* [Materials provided]:

- Opening Delimiter -

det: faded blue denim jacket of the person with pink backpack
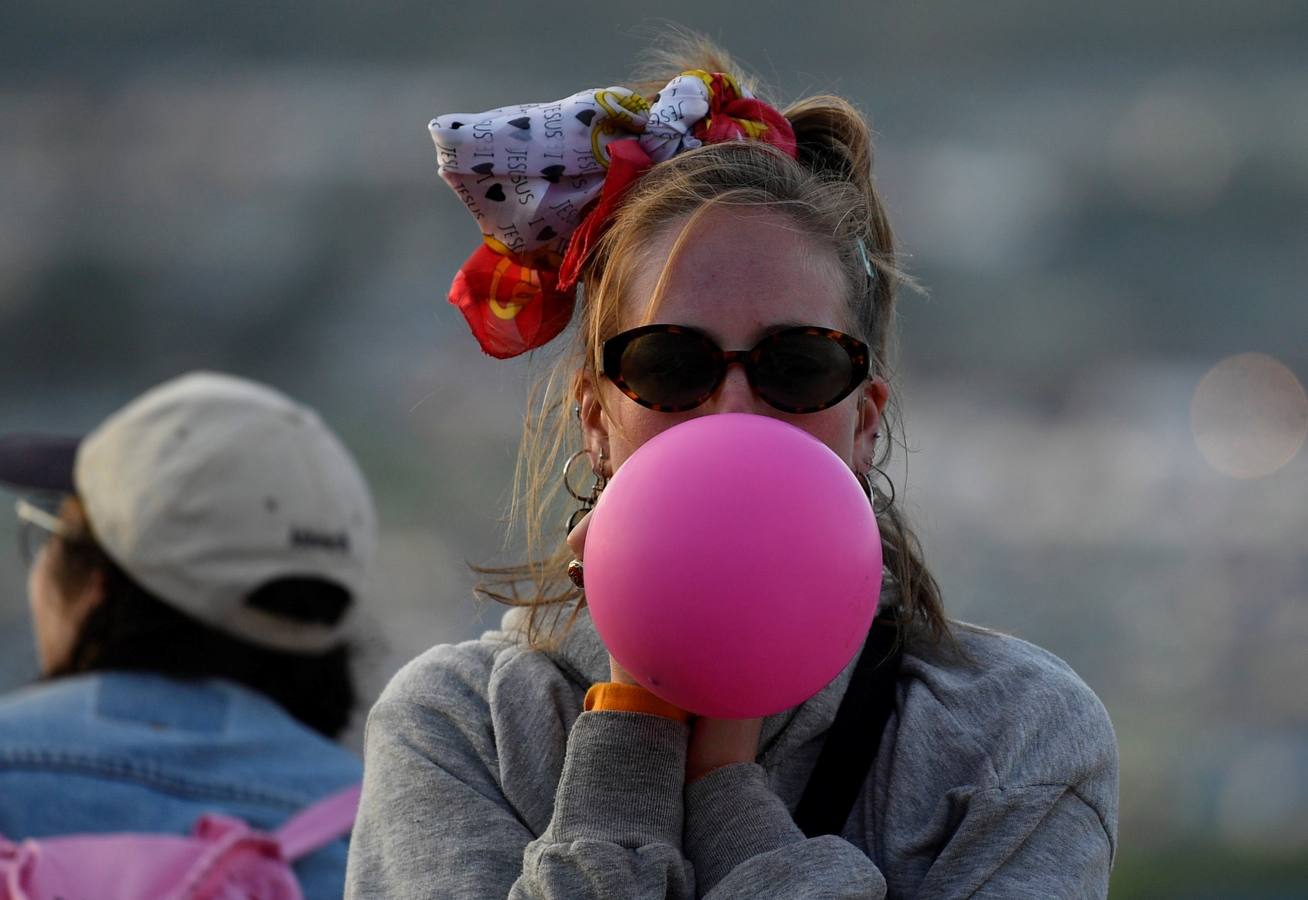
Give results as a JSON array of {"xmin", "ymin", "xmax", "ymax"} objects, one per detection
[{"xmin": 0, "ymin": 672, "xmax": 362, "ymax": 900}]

- Closing Delimiter -
- Opening Delimiter -

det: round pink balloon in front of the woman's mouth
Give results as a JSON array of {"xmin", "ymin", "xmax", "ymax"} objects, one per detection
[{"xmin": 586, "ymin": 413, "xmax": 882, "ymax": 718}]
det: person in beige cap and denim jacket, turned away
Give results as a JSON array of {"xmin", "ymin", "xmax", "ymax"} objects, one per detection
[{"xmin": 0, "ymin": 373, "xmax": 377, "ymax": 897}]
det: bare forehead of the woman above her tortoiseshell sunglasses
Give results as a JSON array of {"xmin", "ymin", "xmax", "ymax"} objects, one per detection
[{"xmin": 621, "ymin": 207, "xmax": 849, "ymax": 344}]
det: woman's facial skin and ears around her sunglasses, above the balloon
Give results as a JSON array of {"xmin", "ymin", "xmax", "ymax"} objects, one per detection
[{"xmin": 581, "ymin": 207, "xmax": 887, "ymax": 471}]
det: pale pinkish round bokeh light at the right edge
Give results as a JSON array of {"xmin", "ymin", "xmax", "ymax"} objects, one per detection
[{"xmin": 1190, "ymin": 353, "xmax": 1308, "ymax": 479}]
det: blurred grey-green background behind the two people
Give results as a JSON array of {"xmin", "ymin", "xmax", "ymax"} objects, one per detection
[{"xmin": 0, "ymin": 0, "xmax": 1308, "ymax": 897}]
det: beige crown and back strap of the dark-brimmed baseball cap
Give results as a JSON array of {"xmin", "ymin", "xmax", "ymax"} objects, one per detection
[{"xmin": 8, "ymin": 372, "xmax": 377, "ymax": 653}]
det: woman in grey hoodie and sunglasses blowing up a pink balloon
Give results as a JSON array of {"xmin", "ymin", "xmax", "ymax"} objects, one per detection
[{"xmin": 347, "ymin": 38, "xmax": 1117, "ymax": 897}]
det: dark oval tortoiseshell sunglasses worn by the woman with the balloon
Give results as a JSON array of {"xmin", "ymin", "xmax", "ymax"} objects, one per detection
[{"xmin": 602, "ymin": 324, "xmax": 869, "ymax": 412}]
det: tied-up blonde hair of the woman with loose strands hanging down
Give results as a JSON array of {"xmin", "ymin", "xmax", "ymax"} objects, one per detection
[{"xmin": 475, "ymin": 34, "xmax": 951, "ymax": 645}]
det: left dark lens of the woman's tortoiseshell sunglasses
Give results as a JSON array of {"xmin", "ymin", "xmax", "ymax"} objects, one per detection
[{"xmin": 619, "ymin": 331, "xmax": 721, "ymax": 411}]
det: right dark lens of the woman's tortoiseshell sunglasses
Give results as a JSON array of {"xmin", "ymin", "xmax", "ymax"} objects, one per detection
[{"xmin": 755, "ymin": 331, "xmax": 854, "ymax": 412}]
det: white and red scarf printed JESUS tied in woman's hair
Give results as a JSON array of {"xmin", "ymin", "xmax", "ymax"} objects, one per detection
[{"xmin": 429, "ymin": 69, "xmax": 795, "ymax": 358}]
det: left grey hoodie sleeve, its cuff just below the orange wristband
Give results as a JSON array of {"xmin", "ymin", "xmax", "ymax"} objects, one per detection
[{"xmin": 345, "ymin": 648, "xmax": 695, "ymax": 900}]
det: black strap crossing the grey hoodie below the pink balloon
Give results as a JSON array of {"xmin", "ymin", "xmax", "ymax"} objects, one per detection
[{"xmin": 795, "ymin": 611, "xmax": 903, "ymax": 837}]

- Closing Delimiter -

* [Task prompt]: Extract every line containing the string "denim" from the data above.

* [Exercise response]:
det: faded blue denim jacket of the person with pink backpack
det: person in beige cap and denim jacket, turned away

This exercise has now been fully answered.